*Document segment*
────

Premier Daniel Andrews’ announcement today of the Roadmap to Reopening provided no relief for the state’s critical tourism and events industry, according to the state’s peak industry body representing the sector, the Victoria Tourism Industry Council (VTIC).
VTIC Chief Executive, Felicia Mariani, said: “The tourism and events sector has been virtually shut down for the past six months. From the roadmap outlined today, we can see that any pathway to recovery is still some time away for our industry.
“We completely understand and support the need for a careful and cautious exit from lockdown, but we cannot overstate the dire challenges facing an industry that contributed over $32 billion to the state’s economy prior to this crisis and employed over 230,000 people across our state.
“It’s clear there’s still much input required from the tourism and events sector to construct our Roadmap to Reopening. We will ensure the industry’s voice is informing this progression. We must avoid a re-run of announcements being made that don’t allow our operators the time required to properly prepare and react,” Ms Mariani said.
To support these critical next steps, VTIC has formed a Reopening Reference Group that will deliver insights from the broadest cross section of all the sectors that make up the tourism industry. VTIC will also activate its sector Policy Committees to ensure the industry is properly informing the staged progression being applied.

────

*Extracted data*
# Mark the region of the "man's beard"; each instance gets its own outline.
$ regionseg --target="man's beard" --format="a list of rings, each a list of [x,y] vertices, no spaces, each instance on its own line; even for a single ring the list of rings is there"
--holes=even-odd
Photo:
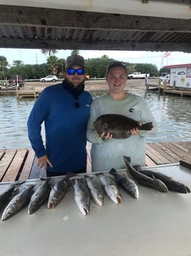
[[[80,84],[78,84],[77,86],[75,86],[74,85],[73,85],[73,82],[71,82],[70,81],[69,81],[68,80],[68,79],[66,77],[65,78],[65,79],[66,79],[66,81],[67,81],[67,82],[72,87],[72,88],[76,88],[76,89],[81,89],[83,87],[84,87],[84,82],[85,82],[85,80],[84,80],[83,82],[81,82]]]

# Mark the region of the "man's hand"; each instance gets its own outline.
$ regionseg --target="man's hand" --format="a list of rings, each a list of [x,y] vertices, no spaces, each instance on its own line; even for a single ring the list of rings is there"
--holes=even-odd
[[[53,166],[52,163],[49,160],[47,154],[45,154],[44,156],[43,156],[41,157],[38,158],[37,165],[39,166],[40,168],[44,166],[44,169],[47,170],[47,164],[50,167]]]
[[[103,140],[110,140],[113,138],[113,134],[110,134],[109,132],[105,134],[105,132],[103,131],[102,134],[100,134],[100,137]]]

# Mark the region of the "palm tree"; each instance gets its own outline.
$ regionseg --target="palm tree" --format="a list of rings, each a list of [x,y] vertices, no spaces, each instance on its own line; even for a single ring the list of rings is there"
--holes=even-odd
[[[57,75],[58,73],[58,58],[57,58],[56,56],[50,56],[47,58],[47,66],[49,70],[53,75]]]
[[[71,51],[71,55],[78,55],[79,54],[79,50],[73,50]]]
[[[49,56],[57,53],[58,50],[56,49],[41,49],[41,53],[44,55],[48,54]]]

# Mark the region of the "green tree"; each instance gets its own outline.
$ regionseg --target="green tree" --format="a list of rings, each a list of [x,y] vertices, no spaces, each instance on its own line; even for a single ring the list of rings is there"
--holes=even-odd
[[[65,59],[59,59],[57,61],[58,65],[58,75],[59,77],[63,77],[64,67],[65,67]]]
[[[79,50],[71,50],[71,55],[79,55]]]
[[[53,75],[57,75],[58,69],[58,58],[57,58],[56,56],[50,56],[47,60],[47,65],[50,72]]]
[[[13,66],[23,65],[24,62],[21,60],[13,60]]]
[[[161,68],[159,70],[159,76],[161,74],[161,73],[170,73],[170,68],[163,67],[163,68]]]
[[[41,49],[41,53],[44,55],[48,54],[48,56],[50,57],[50,56],[53,56],[56,53],[57,53],[58,50],[56,49]]]

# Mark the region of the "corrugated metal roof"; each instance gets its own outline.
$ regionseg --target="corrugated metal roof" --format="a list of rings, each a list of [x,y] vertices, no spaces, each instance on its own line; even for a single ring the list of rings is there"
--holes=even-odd
[[[0,47],[191,52],[191,20],[1,5]]]

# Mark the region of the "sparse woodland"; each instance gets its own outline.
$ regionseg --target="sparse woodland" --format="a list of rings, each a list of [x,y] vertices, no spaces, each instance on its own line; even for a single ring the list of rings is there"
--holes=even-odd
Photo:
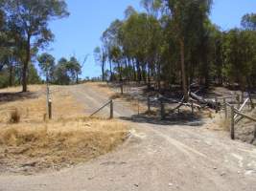
[[[241,27],[222,31],[211,22],[212,0],[142,0],[143,11],[132,7],[123,20],[104,32],[94,50],[102,80],[153,83],[158,90],[197,82],[256,86],[256,14],[242,18]],[[40,10],[40,11],[37,11]],[[0,87],[40,83],[79,82],[81,65],[76,59],[56,63],[49,53],[38,55],[54,39],[48,23],[67,17],[64,1],[1,0]],[[35,62],[39,63],[35,67]],[[181,89],[181,88],[180,88]]]
[[[81,66],[75,56],[56,64],[49,53],[38,54],[54,40],[49,22],[68,15],[65,1],[0,1],[0,88],[22,85],[26,92],[41,76],[60,85],[78,83]]]
[[[95,49],[103,80],[172,84],[198,83],[256,86],[256,14],[242,18],[241,28],[222,31],[211,22],[214,1],[142,0],[144,11],[132,7],[115,20]],[[162,85],[164,84],[164,85]],[[163,87],[164,86],[164,87]]]

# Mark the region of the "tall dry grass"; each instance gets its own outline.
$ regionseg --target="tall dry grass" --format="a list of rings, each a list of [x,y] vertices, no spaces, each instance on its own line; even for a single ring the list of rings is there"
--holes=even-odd
[[[12,172],[28,163],[33,172],[60,169],[113,150],[127,138],[127,128],[120,121],[84,117],[12,124],[0,129],[0,159]]]

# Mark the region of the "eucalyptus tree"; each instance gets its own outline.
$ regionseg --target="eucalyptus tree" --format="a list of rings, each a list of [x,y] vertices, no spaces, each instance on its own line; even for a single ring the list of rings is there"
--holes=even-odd
[[[245,30],[256,31],[256,13],[244,15],[241,24]]]
[[[208,17],[211,9],[211,0],[165,0],[171,12],[171,22],[180,52],[180,68],[182,75],[182,87],[185,100],[189,98],[186,74],[185,58],[188,52],[186,45],[192,46],[191,40],[198,35],[202,29],[205,18]]]
[[[49,21],[68,15],[65,1],[56,0],[7,0],[2,11],[7,20],[18,34],[25,39],[25,58],[22,69],[22,91],[27,91],[28,67],[32,50],[46,46],[54,34],[48,27]]]
[[[81,65],[75,56],[72,56],[68,62],[68,69],[72,75],[73,80],[76,80],[76,83],[79,83],[79,75],[81,74]]]
[[[103,43],[103,49],[106,54],[106,59],[109,62],[110,67],[110,80],[112,80],[113,74],[113,56],[111,54],[111,50],[113,47],[118,47],[121,44],[121,28],[123,26],[123,22],[120,20],[113,21],[110,26],[104,32],[101,40]]]
[[[55,70],[55,57],[50,53],[44,53],[37,57],[38,66],[43,74],[46,76],[47,82],[53,82],[53,74]]]
[[[96,47],[94,49],[94,59],[97,64],[99,64],[102,68],[102,80],[105,81],[105,62],[106,62],[106,52],[104,47]]]

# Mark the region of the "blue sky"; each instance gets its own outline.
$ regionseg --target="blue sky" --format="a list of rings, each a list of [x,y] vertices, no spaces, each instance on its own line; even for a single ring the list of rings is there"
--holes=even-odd
[[[124,18],[128,6],[141,10],[140,0],[67,0],[70,16],[53,21],[50,28],[56,35],[47,52],[57,60],[76,55],[81,62],[88,53],[81,77],[98,76],[101,69],[94,62],[93,50],[99,46],[102,32],[116,18]],[[239,27],[247,12],[256,12],[256,0],[214,0],[212,21],[222,30]]]

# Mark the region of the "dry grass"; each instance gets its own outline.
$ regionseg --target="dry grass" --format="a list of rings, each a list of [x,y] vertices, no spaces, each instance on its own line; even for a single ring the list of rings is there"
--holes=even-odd
[[[11,112],[11,117],[10,117],[10,122],[11,123],[19,123],[20,121],[20,114],[17,109],[14,111]]]
[[[0,130],[0,172],[58,170],[87,161],[122,143],[127,132],[122,122],[84,117],[9,125]]]
[[[20,87],[1,90],[0,93],[16,93]],[[14,97],[12,101],[3,101],[0,104],[0,122],[7,122],[12,112],[17,110],[21,121],[43,121],[46,111],[46,87],[43,85],[29,86],[30,93],[11,95]],[[69,95],[66,87],[51,86],[54,118],[76,117],[82,114],[83,108],[77,104]]]
[[[48,121],[45,86],[29,89],[33,96],[14,95],[0,102],[0,173],[58,170],[105,154],[126,139],[126,124],[84,117],[84,108],[64,86],[51,87],[54,119]],[[19,90],[5,89],[0,95],[13,96]],[[10,123],[15,111],[20,121]]]

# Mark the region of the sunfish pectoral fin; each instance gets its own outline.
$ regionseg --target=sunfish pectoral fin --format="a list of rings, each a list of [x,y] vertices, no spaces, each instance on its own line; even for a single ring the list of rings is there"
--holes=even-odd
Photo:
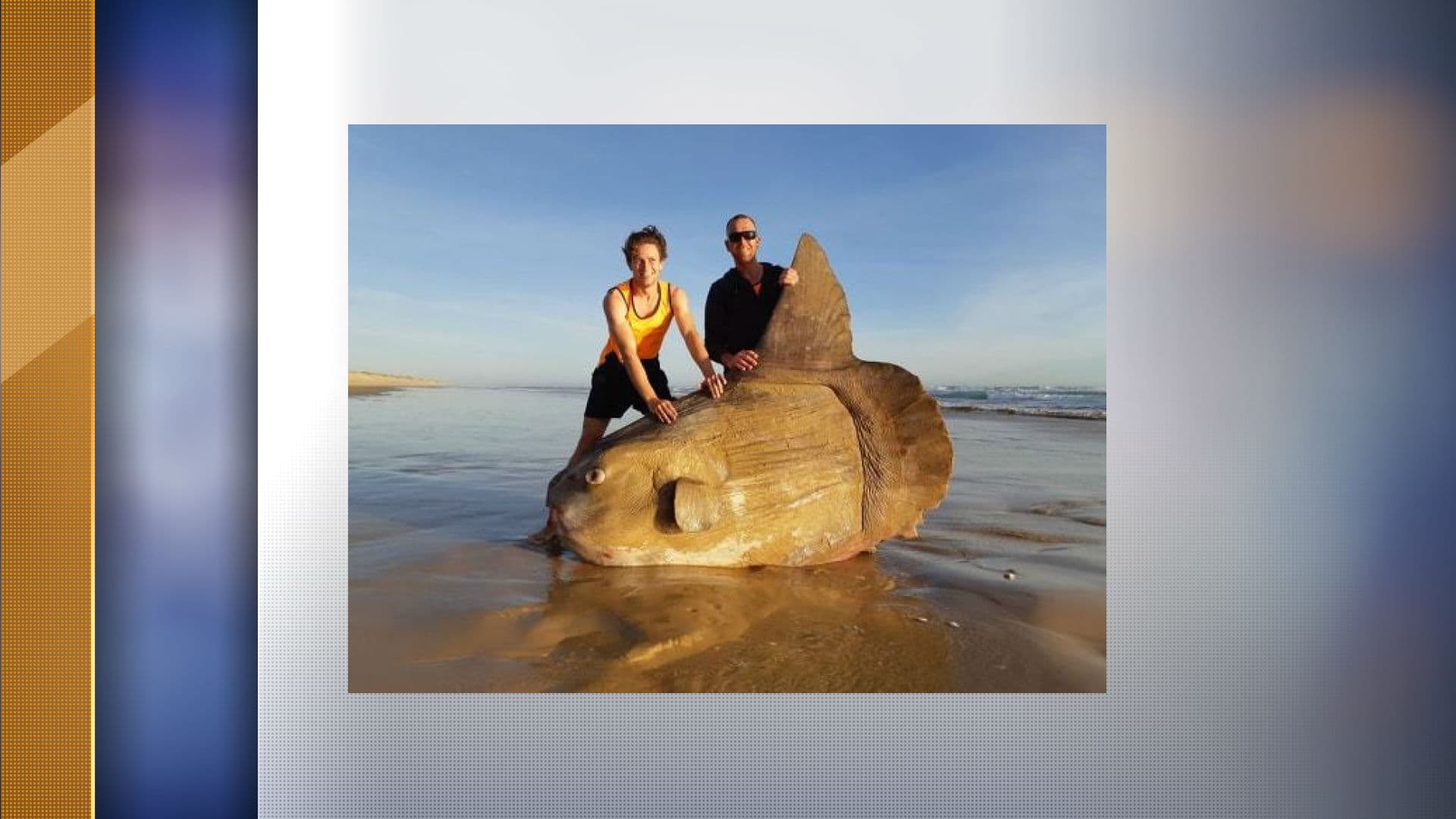
[[[673,488],[673,519],[683,532],[703,532],[718,523],[718,491],[702,481],[678,478]]]

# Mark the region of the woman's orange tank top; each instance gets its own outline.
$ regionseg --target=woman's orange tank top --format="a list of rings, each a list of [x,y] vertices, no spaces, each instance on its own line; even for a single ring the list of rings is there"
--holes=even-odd
[[[662,350],[667,328],[673,324],[673,303],[667,297],[670,286],[658,280],[657,287],[657,309],[649,316],[636,315],[636,307],[632,306],[630,278],[613,287],[613,290],[622,293],[622,300],[626,302],[628,324],[632,326],[632,338],[638,342],[638,358],[657,358],[657,354]],[[597,357],[598,367],[607,360],[609,353],[616,353],[617,360],[622,360],[622,353],[617,350],[617,342],[612,340],[612,334],[607,334],[607,345],[601,348],[601,356]]]

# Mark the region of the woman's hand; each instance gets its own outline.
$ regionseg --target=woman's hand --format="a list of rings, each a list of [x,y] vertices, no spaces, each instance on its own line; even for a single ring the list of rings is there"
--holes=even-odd
[[[648,398],[646,408],[652,412],[652,417],[664,424],[671,424],[677,420],[677,405],[664,398]]]
[[[728,380],[722,376],[722,373],[712,373],[697,385],[697,389],[706,392],[711,398],[722,398],[725,383],[728,383]]]

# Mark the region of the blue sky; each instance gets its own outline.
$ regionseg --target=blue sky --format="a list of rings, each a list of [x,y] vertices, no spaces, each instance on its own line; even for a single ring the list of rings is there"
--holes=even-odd
[[[354,125],[349,369],[463,385],[585,386],[622,240],[702,325],[753,214],[759,258],[812,233],[860,358],[926,385],[1105,385],[1101,125]],[[696,383],[676,331],[673,386]]]

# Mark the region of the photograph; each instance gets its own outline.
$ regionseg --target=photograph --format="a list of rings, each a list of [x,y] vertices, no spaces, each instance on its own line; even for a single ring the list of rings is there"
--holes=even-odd
[[[1105,692],[1104,125],[348,128],[349,692]]]

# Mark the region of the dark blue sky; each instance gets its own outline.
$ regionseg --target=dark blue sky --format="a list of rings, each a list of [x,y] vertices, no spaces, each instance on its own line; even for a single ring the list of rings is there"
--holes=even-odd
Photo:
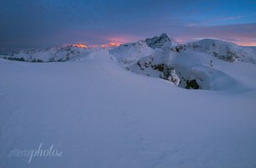
[[[181,42],[256,45],[256,0],[1,0],[0,48],[125,42],[166,32]]]

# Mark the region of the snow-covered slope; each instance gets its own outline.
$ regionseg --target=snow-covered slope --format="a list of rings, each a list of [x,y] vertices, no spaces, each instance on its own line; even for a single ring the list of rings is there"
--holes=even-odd
[[[181,89],[122,69],[106,50],[80,61],[0,59],[0,167],[254,168],[256,66],[212,56],[216,70],[202,70],[209,55],[164,53],[155,63],[198,64],[230,83]]]
[[[147,38],[145,42],[154,49],[161,48],[164,50],[168,50],[172,47],[178,45],[173,38],[169,38],[166,33],[163,33],[160,36],[155,36],[152,38]]]
[[[143,41],[122,44],[119,47],[110,49],[109,53],[123,66],[127,66],[137,61],[139,59],[151,55],[154,49],[149,48]]]
[[[75,45],[44,49],[21,50],[19,53],[1,55],[0,58],[26,62],[63,62],[97,51],[99,48],[84,48]]]
[[[229,62],[241,61],[256,64],[255,48],[252,47],[238,46],[224,41],[204,39],[180,45],[176,48],[178,52],[186,49],[210,53],[218,59]]]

────

*Prompt 1*
Summarize the text about the Roadmap to Reopening and Victoria's tourism industry in two sentences.
*Prompt 2*
Carry on the text about the Roadmap to Reopening and Victoria's tourism industry from its final sentence.

*Task answer 1*
The Victoria Tourism Industry Council said Premier Daniel Andrews' Roadmap to Reopening gave no relief to the state's tourism and events industry, which had been virtually shut down for six months and had contributed over $32 billion to the economy and employed over 230,000 people before the crisis. Chief Executive Felicia Mariani said the industry supports a careful exit from lockdown but must inform the reopening steps, so VTIC has formed a Reopening Reference Group and will activate its sector Policy Committees.

*Task answer 2*
“VTIC’s unique connection to all aspects of Victoria’s tourism and events industry allows us to bring together the necessary insights that government can rely on in populating this roadmap for our future. Time is not our friend right now and we need to move through this process as quickly and efficiently as we can.
“We must understand, however, what are the definitive health targets that will signpost progression from one category to the next for the industry to plan and move forward with confidence.”
Conservative projections estimate that $23 billion will be wiped from spend that visitors would contribute to our state economy, with at least 100,000 jobs lost to the sector. This is particularly impactful for regional areas, where tourism employs over 90,000 people.
“The roadmap defined today nods to at least late October, early November before we see activation of our tourism sector. This will see many tourism businesses unable to maintain staff, even with JobKeeper, given the financial impost of related on-costs with no revenue in the immediate future,’’ Ms Mariani said.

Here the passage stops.